EXCERPTED RECORDS:
+ + + + + + +

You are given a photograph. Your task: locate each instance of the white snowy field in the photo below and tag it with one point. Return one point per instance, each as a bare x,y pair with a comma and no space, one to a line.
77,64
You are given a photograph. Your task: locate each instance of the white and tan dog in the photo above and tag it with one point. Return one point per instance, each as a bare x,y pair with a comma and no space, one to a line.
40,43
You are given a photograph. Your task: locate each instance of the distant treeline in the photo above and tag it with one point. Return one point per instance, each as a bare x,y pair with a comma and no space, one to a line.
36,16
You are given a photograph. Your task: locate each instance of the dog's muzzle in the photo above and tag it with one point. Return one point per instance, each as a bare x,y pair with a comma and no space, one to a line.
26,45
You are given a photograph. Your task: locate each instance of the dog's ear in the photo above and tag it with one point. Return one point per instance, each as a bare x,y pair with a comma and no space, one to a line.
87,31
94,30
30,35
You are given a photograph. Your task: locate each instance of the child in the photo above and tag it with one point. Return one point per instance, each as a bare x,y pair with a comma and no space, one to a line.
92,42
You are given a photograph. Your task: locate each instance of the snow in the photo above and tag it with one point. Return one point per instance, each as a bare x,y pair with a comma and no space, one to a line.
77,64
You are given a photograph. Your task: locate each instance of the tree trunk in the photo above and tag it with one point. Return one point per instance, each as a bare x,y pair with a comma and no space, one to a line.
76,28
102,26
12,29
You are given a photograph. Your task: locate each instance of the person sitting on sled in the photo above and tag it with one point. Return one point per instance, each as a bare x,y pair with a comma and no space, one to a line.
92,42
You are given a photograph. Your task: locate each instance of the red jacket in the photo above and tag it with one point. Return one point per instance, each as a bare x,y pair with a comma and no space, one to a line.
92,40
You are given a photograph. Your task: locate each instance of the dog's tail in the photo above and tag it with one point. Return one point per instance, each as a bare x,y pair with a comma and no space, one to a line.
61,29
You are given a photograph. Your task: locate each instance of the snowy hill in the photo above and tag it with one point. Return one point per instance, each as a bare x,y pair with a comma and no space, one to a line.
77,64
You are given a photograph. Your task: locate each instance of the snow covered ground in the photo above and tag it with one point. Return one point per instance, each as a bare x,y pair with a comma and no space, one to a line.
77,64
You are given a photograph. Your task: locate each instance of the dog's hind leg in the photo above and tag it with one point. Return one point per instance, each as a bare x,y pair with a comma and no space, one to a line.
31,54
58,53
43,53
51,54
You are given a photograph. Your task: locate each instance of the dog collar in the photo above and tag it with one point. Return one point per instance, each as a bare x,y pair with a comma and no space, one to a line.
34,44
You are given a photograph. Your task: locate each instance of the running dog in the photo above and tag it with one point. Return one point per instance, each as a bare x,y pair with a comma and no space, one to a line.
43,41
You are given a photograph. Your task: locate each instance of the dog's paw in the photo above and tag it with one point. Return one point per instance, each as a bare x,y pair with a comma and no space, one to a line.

+ + + + + + +

Reproduce exactly the line that holds "of the running", then every line after it, ending with the final line of the records above.

You are given a photograph. Your task: locate each instance of the running dog in the photo above and tag it with one point. Return one point per instance, each as a bare x,y pair with a comma and no space, one to a line.
43,41
You are given a photograph. Your task: locate each instance of the dog's paw in the photo above and tag it with one point. Return one point per instance, each as a bare x,y pair with a comma and no space, one to a line.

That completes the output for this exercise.